====== SUPPLIED TEXT

There is an enormous list of monuments, museums, and must-sees for anyone who visits Washington DC. The history of the United States, as well as today’s political arena, blend with art, science, and architecture. Most tourists spend a week on the National Mall and go home thinking they have seen everything in DC.
But they are missing some of the best-kept secrets!
Want to see some sights that tourists don’t know about? Here are five places to enjoy without the crowds:
- The DEA Museum: The Drug Enforcement Agency has a renovated museum that covers everything the DEA does to manage drugs, drug abuse, and illegal drug activities. You will see permanent exhibits on the history of opium dens, patent medicines that contained illegal ingredients; the connection between heroin and jazz; and the Colombian drug cartels. There are new exhibits, as well, such as “Illegal Drugs in America: A Modern History.” Don’t miss seeing the actual bundles of pot that fell from the sky over San Diego from a plane traveling from Mexico! Located in Pentagon City.
- The Adams Memorial: Rock Creek Cemetery is a fascinating place to explore; the list of “residents” is impressive. In Section E, find a superb example of funerary art that will cause you to stop and reflect on your own life. In 1885, when writer Henry Adams’ wife, Clover, committed suicide by drinking photography chemicals (cyanide), he commissioned Augustus Saint-Gaudens to cast a grave marker for Clover. The shrouded figure represents the Buddhist idea of nirvana where there is no joy or sorrow.
- President Lincoln’s Cottage: Only open since 2008, this is where Lincoln lived for 13 months during the Civil War, and where he wrote the Emancipation Proclamation. The cottage is on the Armed Forces Retirement Home property (called the Soldiers’ Home in Lincoln’s time), so advance reservations and ID are required; the tour of the cottage is guided. There are also exhibits and collections, including Lincoln’s famous carpet slippers.
- Dumbarton Oaks is a research library and collection, administered by Harvard University. Located in Georgetown, it’s called “The Home of the Humanities.” The gardens are magnificent. Visit the “Lover’s Lane Pool” and listen to the soundscape that comes from an installation with bamboo pipes. This is a lovely getaway in a busy city.
- The Titanic Memorial was authorized by Congress in 1917 and completed in 1918…many years before Leonardo DiCaprio would assume the same pose as the memorial’s statue, in the film, “The Titanic.” Also known as the Women’s Titanic Memorial, because funds for the monument were raised by American women, each contributing one dollar, to reach the $25,000 cost. The memorial honors all the men on the ship who gave their lives so that women and children could be rescued in the life boats. Set in the quiet Washington Channel Park, it’s a touching tribute.

============
====== STUDY MATERIAL

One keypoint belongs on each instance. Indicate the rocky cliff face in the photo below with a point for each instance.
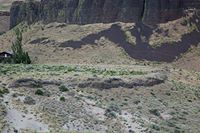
(95, 11)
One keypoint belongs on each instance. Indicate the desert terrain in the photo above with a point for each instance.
(102, 78)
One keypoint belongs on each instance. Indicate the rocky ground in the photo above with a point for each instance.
(80, 98)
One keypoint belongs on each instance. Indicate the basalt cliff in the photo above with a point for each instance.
(97, 11)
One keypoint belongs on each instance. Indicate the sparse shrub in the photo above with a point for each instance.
(154, 112)
(111, 110)
(62, 99)
(3, 91)
(155, 127)
(36, 85)
(19, 55)
(39, 92)
(63, 88)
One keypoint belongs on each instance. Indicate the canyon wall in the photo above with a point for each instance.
(97, 11)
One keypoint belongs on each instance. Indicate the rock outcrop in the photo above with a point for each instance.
(95, 11)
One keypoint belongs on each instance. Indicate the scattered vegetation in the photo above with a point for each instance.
(62, 99)
(39, 92)
(63, 88)
(3, 91)
(19, 55)
(154, 112)
(111, 110)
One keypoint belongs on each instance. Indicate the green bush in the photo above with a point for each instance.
(39, 92)
(3, 91)
(62, 99)
(19, 55)
(63, 88)
(111, 110)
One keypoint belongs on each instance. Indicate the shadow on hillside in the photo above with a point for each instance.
(142, 50)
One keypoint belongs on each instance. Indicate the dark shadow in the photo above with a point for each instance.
(142, 50)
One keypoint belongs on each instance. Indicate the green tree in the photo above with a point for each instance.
(19, 55)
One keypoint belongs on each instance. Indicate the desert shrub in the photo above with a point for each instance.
(36, 85)
(19, 55)
(63, 88)
(62, 99)
(111, 110)
(154, 112)
(3, 91)
(39, 92)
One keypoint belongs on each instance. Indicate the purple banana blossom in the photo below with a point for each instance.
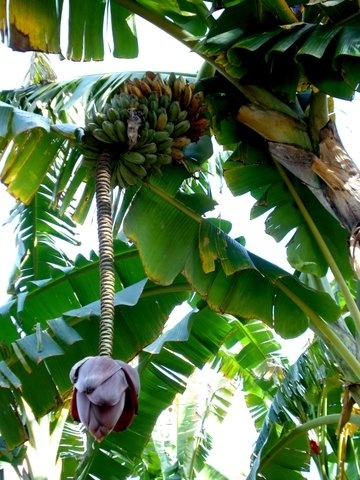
(105, 395)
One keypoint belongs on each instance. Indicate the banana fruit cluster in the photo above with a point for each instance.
(146, 126)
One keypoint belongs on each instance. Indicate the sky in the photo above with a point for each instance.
(158, 55)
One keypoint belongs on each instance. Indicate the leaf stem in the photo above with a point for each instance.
(160, 21)
(350, 302)
(305, 427)
(171, 200)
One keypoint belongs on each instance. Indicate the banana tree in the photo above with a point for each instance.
(273, 68)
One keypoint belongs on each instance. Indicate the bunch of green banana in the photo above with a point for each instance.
(146, 126)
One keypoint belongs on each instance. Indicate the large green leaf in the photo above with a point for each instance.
(250, 169)
(224, 273)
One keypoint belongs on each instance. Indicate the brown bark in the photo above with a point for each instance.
(334, 179)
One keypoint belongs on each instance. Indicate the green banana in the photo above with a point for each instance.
(150, 158)
(160, 136)
(181, 128)
(163, 146)
(120, 129)
(161, 119)
(164, 159)
(100, 135)
(112, 114)
(181, 142)
(129, 177)
(110, 131)
(148, 148)
(182, 115)
(99, 118)
(120, 180)
(138, 170)
(91, 126)
(165, 100)
(152, 119)
(173, 111)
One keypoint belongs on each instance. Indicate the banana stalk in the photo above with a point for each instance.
(106, 252)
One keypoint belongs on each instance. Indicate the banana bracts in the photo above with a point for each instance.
(146, 126)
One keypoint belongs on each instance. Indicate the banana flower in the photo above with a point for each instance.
(105, 395)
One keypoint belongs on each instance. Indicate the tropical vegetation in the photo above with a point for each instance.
(271, 70)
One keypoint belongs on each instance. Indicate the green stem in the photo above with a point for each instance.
(350, 302)
(282, 11)
(322, 328)
(318, 116)
(160, 21)
(172, 201)
(301, 429)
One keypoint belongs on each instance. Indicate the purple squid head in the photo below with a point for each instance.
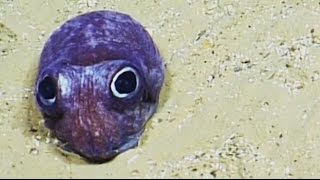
(97, 111)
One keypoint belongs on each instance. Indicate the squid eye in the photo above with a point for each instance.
(47, 91)
(125, 82)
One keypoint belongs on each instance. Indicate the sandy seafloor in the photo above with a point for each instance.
(241, 96)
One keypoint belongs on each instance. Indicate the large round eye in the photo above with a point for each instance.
(47, 91)
(125, 82)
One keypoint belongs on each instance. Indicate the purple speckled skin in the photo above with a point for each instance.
(82, 57)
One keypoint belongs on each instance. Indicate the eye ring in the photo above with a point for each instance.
(47, 91)
(119, 79)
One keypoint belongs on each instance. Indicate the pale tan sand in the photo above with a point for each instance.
(241, 97)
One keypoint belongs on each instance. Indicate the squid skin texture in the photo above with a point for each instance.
(79, 62)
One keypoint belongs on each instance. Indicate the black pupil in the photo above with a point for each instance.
(47, 88)
(126, 82)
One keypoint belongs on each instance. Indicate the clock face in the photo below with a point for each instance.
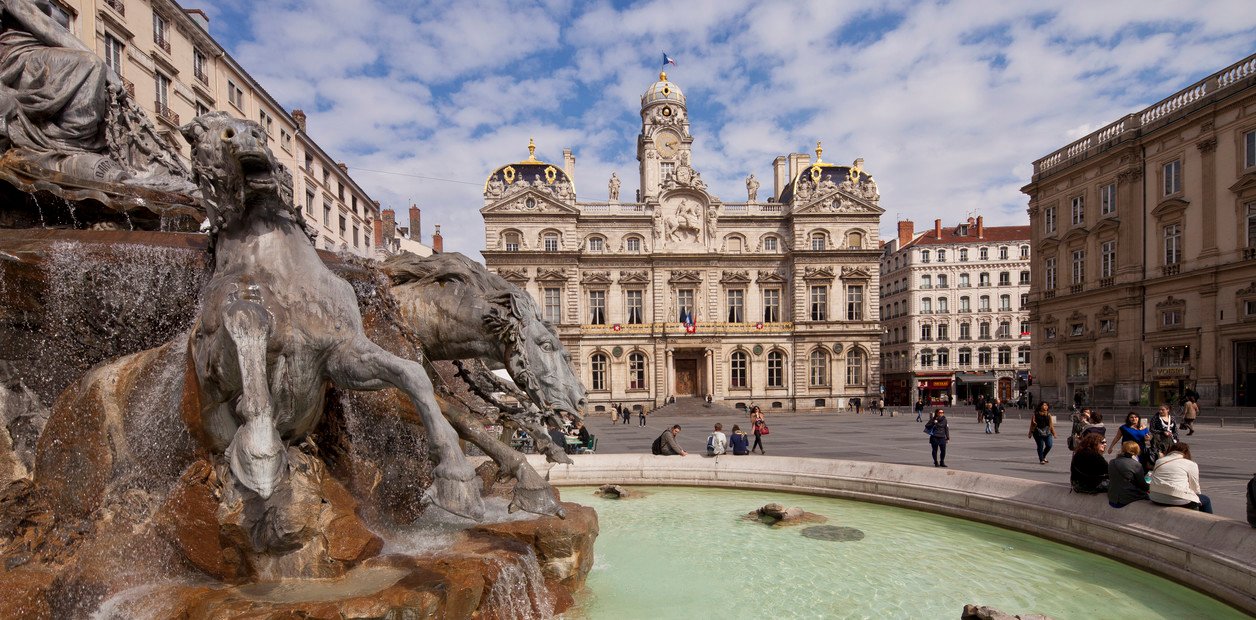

============

*EXERCISE GOAL:* Please state how much each American woman contributed toward the Titanic Memorial, according to the text on lesser-known Washington DC sights.

*SOLUTION TO THIS PROBLEM:* One dollar.